Lowcountry Low Roller
Supporter
Its really sad how much people can attack others in this thread but only the ones who think Rime could be better get talked to by mods, punished, etc etc. You have multiple members making strawmans, saying that we are overexaggerating, and at some points literally saying our opinions do not matter whatsoever - yet we're the ones who get told that we need to calm down and be more civil.

I'm going to stop responding to this thread now. I wish the objectivity and respect was higher here but its clear it just isn't and never will be.
It’s not about making strawman arguments, those are fun and super flammable. Same with over-exaggeration (except for the flammable part). It’s about tone. The internet is rife with vitriol and Morrus et al strive to keep Enworld a place where people can have intense arguments as long as people attack ideas with at least a modicum of respect.

Calling an idea stupid, for example, is not respectful.

Extracted data entries:
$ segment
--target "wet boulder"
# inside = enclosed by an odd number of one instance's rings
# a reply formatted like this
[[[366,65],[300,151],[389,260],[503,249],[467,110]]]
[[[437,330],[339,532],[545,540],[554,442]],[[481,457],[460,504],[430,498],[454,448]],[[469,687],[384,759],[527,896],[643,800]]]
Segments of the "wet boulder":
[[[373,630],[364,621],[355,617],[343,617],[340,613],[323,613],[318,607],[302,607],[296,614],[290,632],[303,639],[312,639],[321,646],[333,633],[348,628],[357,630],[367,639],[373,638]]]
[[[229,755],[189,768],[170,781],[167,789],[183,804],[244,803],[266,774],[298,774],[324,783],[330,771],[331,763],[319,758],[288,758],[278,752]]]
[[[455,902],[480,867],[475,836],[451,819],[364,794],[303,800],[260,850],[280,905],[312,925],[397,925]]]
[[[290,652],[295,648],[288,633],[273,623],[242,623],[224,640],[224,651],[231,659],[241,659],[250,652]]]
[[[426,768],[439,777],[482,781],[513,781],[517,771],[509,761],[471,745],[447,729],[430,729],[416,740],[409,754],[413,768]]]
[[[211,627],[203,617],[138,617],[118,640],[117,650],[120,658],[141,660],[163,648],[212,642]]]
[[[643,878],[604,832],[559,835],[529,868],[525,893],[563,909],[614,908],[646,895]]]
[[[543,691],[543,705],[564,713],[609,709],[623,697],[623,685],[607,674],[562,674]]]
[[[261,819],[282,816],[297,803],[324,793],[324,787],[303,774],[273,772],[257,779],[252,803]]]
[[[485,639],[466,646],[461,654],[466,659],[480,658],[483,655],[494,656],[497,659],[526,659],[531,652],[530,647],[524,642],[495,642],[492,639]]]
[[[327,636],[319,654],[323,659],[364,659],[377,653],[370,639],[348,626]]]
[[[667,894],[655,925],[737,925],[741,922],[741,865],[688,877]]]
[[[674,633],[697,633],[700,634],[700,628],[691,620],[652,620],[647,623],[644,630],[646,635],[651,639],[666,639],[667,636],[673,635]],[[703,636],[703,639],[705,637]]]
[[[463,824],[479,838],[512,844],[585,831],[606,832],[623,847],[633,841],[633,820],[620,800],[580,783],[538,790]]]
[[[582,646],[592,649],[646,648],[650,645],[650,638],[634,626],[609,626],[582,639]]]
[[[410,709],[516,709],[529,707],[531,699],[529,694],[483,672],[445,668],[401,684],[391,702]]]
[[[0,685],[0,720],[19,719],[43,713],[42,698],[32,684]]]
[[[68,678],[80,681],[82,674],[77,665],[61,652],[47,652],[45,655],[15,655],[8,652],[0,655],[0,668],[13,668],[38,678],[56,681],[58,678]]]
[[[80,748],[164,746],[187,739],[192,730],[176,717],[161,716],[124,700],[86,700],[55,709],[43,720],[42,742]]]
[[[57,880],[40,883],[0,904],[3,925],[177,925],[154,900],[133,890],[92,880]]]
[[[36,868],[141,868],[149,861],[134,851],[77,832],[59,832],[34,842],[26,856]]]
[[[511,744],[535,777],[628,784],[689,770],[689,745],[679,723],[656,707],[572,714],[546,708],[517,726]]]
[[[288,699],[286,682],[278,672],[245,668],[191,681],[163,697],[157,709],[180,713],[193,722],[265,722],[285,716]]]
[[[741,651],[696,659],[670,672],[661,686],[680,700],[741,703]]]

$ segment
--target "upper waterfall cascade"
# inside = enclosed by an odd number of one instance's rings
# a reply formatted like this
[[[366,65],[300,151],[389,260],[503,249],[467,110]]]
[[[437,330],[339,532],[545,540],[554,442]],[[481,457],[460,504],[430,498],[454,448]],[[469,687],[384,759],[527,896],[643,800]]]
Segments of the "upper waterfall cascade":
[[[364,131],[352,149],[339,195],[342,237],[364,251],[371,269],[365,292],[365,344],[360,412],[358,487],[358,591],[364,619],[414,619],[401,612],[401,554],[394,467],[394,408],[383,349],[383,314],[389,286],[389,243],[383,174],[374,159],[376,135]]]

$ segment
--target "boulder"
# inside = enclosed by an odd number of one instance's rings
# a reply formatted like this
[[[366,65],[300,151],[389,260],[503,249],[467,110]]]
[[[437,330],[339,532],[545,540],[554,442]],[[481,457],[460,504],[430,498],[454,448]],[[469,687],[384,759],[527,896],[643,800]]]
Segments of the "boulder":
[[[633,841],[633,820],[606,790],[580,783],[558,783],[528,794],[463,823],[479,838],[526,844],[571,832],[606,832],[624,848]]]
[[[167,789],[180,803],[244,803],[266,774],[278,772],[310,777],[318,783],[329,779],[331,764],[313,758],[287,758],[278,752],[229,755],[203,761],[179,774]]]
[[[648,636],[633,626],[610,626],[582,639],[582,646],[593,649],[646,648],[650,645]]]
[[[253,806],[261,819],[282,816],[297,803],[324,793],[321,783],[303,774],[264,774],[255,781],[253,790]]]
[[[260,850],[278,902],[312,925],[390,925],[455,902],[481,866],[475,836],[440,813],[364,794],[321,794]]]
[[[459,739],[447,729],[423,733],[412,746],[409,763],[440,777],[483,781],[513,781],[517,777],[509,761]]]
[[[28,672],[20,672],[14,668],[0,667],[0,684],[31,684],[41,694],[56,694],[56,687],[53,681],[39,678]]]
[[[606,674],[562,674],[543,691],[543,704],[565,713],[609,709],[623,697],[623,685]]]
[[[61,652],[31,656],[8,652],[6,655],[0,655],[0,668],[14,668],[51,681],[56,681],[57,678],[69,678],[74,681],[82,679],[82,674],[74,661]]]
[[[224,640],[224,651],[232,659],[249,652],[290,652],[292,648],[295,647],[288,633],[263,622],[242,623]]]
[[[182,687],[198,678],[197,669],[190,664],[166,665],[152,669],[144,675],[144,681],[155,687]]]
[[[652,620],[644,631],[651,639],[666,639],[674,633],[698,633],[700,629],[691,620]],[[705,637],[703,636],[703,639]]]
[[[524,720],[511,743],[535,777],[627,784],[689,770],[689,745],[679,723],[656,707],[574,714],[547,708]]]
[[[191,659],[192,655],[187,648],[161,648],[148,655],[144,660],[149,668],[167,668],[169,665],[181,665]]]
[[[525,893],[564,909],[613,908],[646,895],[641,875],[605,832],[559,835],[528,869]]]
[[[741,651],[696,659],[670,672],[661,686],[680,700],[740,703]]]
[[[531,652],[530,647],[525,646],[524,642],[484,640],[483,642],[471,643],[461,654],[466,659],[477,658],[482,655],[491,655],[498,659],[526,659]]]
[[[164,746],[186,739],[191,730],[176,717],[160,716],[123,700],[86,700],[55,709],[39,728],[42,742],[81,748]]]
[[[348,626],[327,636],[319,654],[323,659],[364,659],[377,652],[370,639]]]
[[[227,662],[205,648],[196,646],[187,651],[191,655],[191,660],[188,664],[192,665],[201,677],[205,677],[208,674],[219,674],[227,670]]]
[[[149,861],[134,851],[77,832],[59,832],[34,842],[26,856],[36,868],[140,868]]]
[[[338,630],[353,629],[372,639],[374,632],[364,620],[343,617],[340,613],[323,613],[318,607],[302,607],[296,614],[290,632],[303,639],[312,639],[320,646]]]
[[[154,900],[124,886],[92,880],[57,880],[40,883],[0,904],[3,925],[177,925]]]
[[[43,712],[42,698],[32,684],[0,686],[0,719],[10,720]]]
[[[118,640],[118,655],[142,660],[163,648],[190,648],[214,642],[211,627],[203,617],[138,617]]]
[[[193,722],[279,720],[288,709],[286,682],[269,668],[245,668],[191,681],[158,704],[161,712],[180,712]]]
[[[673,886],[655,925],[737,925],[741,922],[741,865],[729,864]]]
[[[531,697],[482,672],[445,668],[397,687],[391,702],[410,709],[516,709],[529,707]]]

### The request
In the forum text, what is given as an example of something that is not respectful?

### Answer below
Calling an idea stupid.